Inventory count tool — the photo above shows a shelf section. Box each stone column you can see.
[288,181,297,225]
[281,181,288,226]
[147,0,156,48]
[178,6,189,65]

* [To be done]
Rewrite every line of the records, including the requests, and multiply each box coordinate in the answers by 2.1. Round the results to whole numbers, with halves rounded up.

* [Output of the exercise]
Inventory count tool — the photo above shows a shelf section. Box each stone column you can see.
[605,380,624,473]
[590,380,605,475]
[309,0,328,101]
[374,13,397,137]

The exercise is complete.